Task to complete: Turn every line in the entries below into one numbered list, leaving out any blank lines.

Records for the exercise:

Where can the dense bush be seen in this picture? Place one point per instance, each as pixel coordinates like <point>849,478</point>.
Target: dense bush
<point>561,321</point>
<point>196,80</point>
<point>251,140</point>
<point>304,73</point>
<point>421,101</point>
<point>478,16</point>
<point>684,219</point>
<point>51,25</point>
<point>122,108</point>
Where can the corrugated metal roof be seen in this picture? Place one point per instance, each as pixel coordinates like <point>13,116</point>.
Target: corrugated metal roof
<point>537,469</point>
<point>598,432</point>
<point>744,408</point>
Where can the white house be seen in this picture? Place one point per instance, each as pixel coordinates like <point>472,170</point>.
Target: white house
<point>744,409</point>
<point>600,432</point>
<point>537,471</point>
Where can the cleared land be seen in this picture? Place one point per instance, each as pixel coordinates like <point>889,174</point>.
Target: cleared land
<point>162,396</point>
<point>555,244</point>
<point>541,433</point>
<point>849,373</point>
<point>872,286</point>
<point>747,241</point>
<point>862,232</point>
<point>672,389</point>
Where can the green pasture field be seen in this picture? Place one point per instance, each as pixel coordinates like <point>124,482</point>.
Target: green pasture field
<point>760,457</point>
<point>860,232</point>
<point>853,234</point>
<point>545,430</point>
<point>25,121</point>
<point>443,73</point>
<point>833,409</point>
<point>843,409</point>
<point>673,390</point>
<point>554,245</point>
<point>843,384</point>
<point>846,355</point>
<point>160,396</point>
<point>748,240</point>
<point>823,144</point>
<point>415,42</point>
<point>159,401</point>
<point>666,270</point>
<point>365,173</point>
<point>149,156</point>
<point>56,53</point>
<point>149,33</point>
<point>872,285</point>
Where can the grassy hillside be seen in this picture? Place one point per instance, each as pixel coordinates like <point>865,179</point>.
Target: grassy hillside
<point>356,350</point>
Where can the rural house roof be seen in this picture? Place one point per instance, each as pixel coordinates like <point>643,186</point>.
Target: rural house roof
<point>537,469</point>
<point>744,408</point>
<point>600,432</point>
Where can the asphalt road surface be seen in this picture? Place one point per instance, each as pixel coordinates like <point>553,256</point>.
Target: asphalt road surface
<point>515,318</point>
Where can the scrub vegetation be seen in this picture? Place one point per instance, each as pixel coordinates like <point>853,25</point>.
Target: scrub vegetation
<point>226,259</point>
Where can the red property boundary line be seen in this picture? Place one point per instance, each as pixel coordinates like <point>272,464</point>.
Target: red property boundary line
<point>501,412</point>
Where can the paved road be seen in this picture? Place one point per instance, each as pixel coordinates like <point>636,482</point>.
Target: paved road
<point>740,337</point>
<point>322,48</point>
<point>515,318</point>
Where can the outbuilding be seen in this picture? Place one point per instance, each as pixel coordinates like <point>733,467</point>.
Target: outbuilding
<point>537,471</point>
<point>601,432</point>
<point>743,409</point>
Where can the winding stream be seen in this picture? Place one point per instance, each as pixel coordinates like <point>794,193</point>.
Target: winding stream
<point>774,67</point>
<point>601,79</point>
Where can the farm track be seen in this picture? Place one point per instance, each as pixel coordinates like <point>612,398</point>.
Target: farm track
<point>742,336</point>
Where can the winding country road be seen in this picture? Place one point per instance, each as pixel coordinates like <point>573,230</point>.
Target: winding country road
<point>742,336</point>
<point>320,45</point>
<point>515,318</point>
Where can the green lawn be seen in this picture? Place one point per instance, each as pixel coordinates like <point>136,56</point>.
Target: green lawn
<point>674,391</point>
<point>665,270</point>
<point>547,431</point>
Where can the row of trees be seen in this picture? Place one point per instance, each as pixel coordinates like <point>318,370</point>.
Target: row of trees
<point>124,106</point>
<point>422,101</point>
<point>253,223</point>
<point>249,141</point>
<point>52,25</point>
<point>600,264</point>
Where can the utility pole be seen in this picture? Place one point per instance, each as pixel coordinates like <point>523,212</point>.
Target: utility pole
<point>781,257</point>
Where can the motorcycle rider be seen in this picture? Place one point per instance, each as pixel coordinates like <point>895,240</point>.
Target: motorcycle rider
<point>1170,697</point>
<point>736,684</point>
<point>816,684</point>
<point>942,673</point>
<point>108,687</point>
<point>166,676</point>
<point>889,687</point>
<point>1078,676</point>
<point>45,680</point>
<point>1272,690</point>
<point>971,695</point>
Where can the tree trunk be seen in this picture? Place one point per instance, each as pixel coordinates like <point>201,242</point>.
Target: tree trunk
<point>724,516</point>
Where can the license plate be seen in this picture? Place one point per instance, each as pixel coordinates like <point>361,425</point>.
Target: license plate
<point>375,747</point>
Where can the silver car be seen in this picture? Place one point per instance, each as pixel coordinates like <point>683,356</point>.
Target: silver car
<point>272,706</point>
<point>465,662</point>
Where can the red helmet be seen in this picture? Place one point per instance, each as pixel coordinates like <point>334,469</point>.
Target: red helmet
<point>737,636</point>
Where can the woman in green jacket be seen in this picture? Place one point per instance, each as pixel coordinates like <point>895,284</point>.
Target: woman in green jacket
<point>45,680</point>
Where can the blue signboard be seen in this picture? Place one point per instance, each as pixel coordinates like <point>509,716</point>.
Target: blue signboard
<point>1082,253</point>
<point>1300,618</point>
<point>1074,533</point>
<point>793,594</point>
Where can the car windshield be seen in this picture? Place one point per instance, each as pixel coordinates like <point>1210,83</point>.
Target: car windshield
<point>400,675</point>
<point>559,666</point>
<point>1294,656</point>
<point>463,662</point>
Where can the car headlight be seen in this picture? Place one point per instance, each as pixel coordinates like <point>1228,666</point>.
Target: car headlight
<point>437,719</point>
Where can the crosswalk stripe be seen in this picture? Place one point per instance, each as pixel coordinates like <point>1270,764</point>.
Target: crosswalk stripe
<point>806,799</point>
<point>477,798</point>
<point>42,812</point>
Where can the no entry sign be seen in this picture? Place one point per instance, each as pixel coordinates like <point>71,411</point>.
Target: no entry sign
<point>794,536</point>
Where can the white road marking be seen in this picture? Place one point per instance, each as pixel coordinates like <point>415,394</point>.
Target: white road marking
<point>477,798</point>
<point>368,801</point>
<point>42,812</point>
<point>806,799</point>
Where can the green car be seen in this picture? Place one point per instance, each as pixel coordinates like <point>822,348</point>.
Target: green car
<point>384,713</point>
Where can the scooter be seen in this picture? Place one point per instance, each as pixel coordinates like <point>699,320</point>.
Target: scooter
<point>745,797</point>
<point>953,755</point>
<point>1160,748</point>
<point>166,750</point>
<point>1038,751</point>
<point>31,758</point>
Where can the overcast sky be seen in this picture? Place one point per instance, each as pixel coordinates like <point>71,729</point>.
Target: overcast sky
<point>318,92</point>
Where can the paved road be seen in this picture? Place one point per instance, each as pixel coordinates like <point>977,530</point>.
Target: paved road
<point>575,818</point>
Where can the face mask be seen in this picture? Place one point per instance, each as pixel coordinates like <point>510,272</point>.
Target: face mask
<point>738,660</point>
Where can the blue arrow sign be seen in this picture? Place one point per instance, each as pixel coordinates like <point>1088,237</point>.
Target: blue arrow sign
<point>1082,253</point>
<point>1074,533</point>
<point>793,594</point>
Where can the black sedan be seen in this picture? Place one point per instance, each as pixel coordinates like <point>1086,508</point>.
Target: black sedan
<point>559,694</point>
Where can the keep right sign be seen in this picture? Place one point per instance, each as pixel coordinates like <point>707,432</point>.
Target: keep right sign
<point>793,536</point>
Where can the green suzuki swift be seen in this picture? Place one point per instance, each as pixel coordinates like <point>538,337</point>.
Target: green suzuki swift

Reply to the task:
1. Where can the dense bush be seen in this picture? Place one point per instance, each as pixel coordinates like <point>849,478</point>.
2. Target: dense bush
3. <point>561,321</point>
4. <point>196,80</point>
5. <point>251,140</point>
6. <point>304,73</point>
7. <point>421,101</point>
8. <point>478,16</point>
9. <point>684,219</point>
10. <point>51,25</point>
11. <point>122,108</point>
12. Where can the corrugated metal roof be seen in this picture? Place one point per instance, each as pixel coordinates like <point>13,116</point>.
13. Target: corrugated metal roof
14. <point>537,469</point>
15. <point>598,432</point>
16. <point>744,408</point>
17. Where can the white house be seen in this picture? Place one point per instance, each as pixel coordinates like <point>472,170</point>.
18. Target: white house
19. <point>744,409</point>
20. <point>600,432</point>
21. <point>537,471</point>
22. Where can the cleared land be seen in this picture? Place one point per instance, each as pixel coordinates like <point>889,174</point>.
23. Target: cleared land
24. <point>162,396</point>
25. <point>555,244</point>
26. <point>541,433</point>
27. <point>849,373</point>
28. <point>872,286</point>
29. <point>747,241</point>
30. <point>862,232</point>
31. <point>672,389</point>
32. Where can the green pasture field be seen in this picture? Place one point per instance, each as pixel coordinates like <point>124,482</point>.
33. Target: green pasture field
34. <point>760,457</point>
35. <point>860,232</point>
36. <point>853,234</point>
37. <point>545,430</point>
38. <point>25,121</point>
39. <point>443,73</point>
40. <point>833,409</point>
41. <point>843,409</point>
42. <point>673,390</point>
43. <point>554,245</point>
44. <point>843,384</point>
45. <point>846,355</point>
46. <point>160,396</point>
47. <point>748,240</point>
48. <point>823,144</point>
49. <point>415,42</point>
50. <point>159,401</point>
51. <point>666,270</point>
52. <point>365,173</point>
53. <point>149,156</point>
54. <point>56,53</point>
55. <point>149,33</point>
56. <point>872,285</point>
57. Where can the grassy hillside be seen in this picture? Place one point per instance, each as pixel coordinates like <point>865,179</point>.
58. Target: grassy hillside
59. <point>356,350</point>
60. Where can the rural house roof be seen in this picture? Place one point per instance, each as pixel coordinates like <point>643,186</point>.
61. Target: rural house roof
62. <point>537,469</point>
63. <point>744,408</point>
64. <point>600,432</point>
65. Where can the asphalt road surface be seen in this picture? Place one point per instance, each as pixel coordinates like <point>553,256</point>.
66. Target: asphalt road surface
67. <point>515,318</point>
68. Where can the scrub vegetation be seen in this picture? Place one point per instance, each as pixel coordinates like <point>853,25</point>.
69. Target: scrub vegetation
70. <point>226,259</point>
71. Where can the red property boundary line be seen in this picture? Place one point per instance, each as pixel coordinates like <point>272,464</point>.
72. Target: red property boundary line
73. <point>501,412</point>
74. Where can the paved road be seen in this picture? Place one point per instance, each as pixel coordinates like <point>636,482</point>.
75. Target: paved road
76. <point>740,337</point>
77. <point>322,48</point>
78. <point>515,318</point>
79. Where can the outbuilding be seen in this picture? Place one point per instance, each as pixel coordinates like <point>733,467</point>.
80. Target: outbuilding
81. <point>537,471</point>
82. <point>601,432</point>
83. <point>743,409</point>
84. Where can the winding stream be seen in this picture? Place one point per instance, each as pixel coordinates like <point>794,193</point>.
85. Target: winding stream
86. <point>774,67</point>
87. <point>601,79</point>
88. Where can the farm track be seen in this picture? Place one point per instance, each as pixel coordinates like <point>612,398</point>.
89. Target: farm track
90. <point>742,336</point>
91. Where can the winding country road be seen in this picture? Place one point per instance, each as pixel coordinates like <point>573,230</point>.
92. Target: winding country road
93. <point>742,336</point>
94. <point>320,45</point>
95. <point>515,318</point>
96. Where can the green lawn be seen in this picture? Place one point per instance, each as pixel coordinates like <point>136,56</point>.
97. Target: green lawn
98. <point>674,391</point>
99. <point>665,270</point>
100. <point>547,431</point>
101. Where can the row of trees be seen in this picture? Place one point per instance, each as pixel coordinates like <point>318,370</point>.
102. Target: row of trees
103. <point>124,106</point>
104. <point>422,101</point>
105. <point>253,223</point>
106. <point>249,141</point>
107. <point>52,25</point>
108. <point>600,264</point>
109. Where can the utility pole be seen in this picture? Place one point per instance, each as pixel coordinates like <point>523,212</point>.
110. Target: utility pole
111. <point>781,257</point>
112. Where can the motorcycle rider be seen in this picture? Place one point per instance, each as pixel coordinates like <point>895,240</point>.
113. Target: motorcycle rider
114. <point>1170,697</point>
115. <point>736,684</point>
116. <point>816,684</point>
117. <point>942,673</point>
118. <point>108,687</point>
119. <point>166,676</point>
120. <point>889,687</point>
121. <point>1078,676</point>
122. <point>45,680</point>
123. <point>1272,690</point>
124. <point>971,695</point>
125. Where can the tree trunk be seen in this picture? Place one point per instance, each as pixel coordinates like <point>201,242</point>.
126. Target: tree trunk
127. <point>724,516</point>
128. Where can the license plate be seen in this picture? Place one point per instance, each as pixel coordinates like <point>361,425</point>.
129. Target: license plate
130. <point>375,747</point>
131. Where can the silver car be seen in this picture? Place one point per instance, each as pixel coordinates like <point>683,356</point>.
132. Target: silver car
133. <point>272,706</point>
134. <point>465,662</point>
135. Where can the red helmet be seen in this picture? Place one point per instance, each as pixel coordinates like <point>334,469</point>.
136. Target: red helmet
137. <point>737,636</point>
138. Where can the woman in green jacket be seen in this picture? Place one point per instance, each as pixel coordinates like <point>895,284</point>.
139. Target: woman in green jacket
140. <point>45,680</point>
141. Where can the blue signboard be seen in this picture? Place one point per instance, each as pixel coordinates like <point>509,716</point>.
142. Target: blue signboard
143. <point>1082,253</point>
144. <point>1300,618</point>
145. <point>1074,533</point>
146. <point>793,594</point>
147. Where can the car windshield be seen in this picture? Place one point per instance, each as pixel coordinates like <point>1210,83</point>.
148. Target: car windshield
149. <point>400,675</point>
150. <point>559,666</point>
151. <point>1294,656</point>
152. <point>463,662</point>
153. Where can the car headlight be seen in this picture? Place one point per instance, each as pixel coordinates like <point>1228,666</point>.
154. Target: car headlight
155. <point>437,719</point>
156. Where can the crosswalk stripe be seen in this picture? Place one point per instance, each as pixel coordinates like <point>1270,764</point>.
157. Target: crosswalk stripe
158. <point>806,799</point>
159. <point>477,798</point>
160. <point>42,812</point>
161. Where can the no entry sign be seen in this picture? Place one point per instance, each as pixel coordinates like <point>71,411</point>.
162. Target: no entry sign
163. <point>794,536</point>
164. Where can the white road marking be seen in this picture? Place one point per instance, each as pixel coordinates like <point>415,394</point>.
165. Target: white road marking
166. <point>477,798</point>
167. <point>368,801</point>
168. <point>42,812</point>
169. <point>806,799</point>
170. Where can the green car be seen in this picture? Place one point per instance, each as pixel coordinates like <point>822,348</point>.
171. Target: green car
172. <point>384,713</point>
173. Where can the scooter be seen in this picture? Place one point per instance, each as pixel coordinates like <point>699,320</point>.
174. Target: scooter
175. <point>745,797</point>
176. <point>953,755</point>
177. <point>1160,748</point>
178. <point>166,750</point>
179. <point>1038,751</point>
180. <point>31,758</point>
181. Where can the overcast sky be seen in this picture? Place one point per instance, each as pixel coordinates like <point>71,729</point>.
182. Target: overcast sky
183. <point>318,92</point>
184. Where can the paved road be seen in this picture? Place one point per instance, each as pixel coordinates like <point>977,530</point>.
185. Target: paved road
186. <point>575,818</point>
187. Where can the face mask be seen in this picture? Place one point per instance, each as pixel coordinates like <point>510,272</point>.
188. Target: face mask
189. <point>738,660</point>
190. Where can the blue arrow sign be seen in this picture? Place one point per instance, each as pixel coordinates like <point>1088,237</point>.
191. Target: blue arrow sign
192. <point>1082,253</point>
193. <point>1074,533</point>
194. <point>793,594</point>
195. Where can the black sedan be seen in this picture? Place one point per instance, each as pixel coordinates like <point>1086,508</point>.
196. Target: black sedan
197. <point>559,694</point>
198. Where can the keep right sign be seen in this picture? Place one point per instance, each as pixel coordinates like <point>707,432</point>.
199. Target: keep right sign
200. <point>793,536</point>
201. Where can the green suzuki swift be seen in this picture? Place one point per instance, each as pixel coordinates like <point>538,337</point>.
202. Target: green suzuki swift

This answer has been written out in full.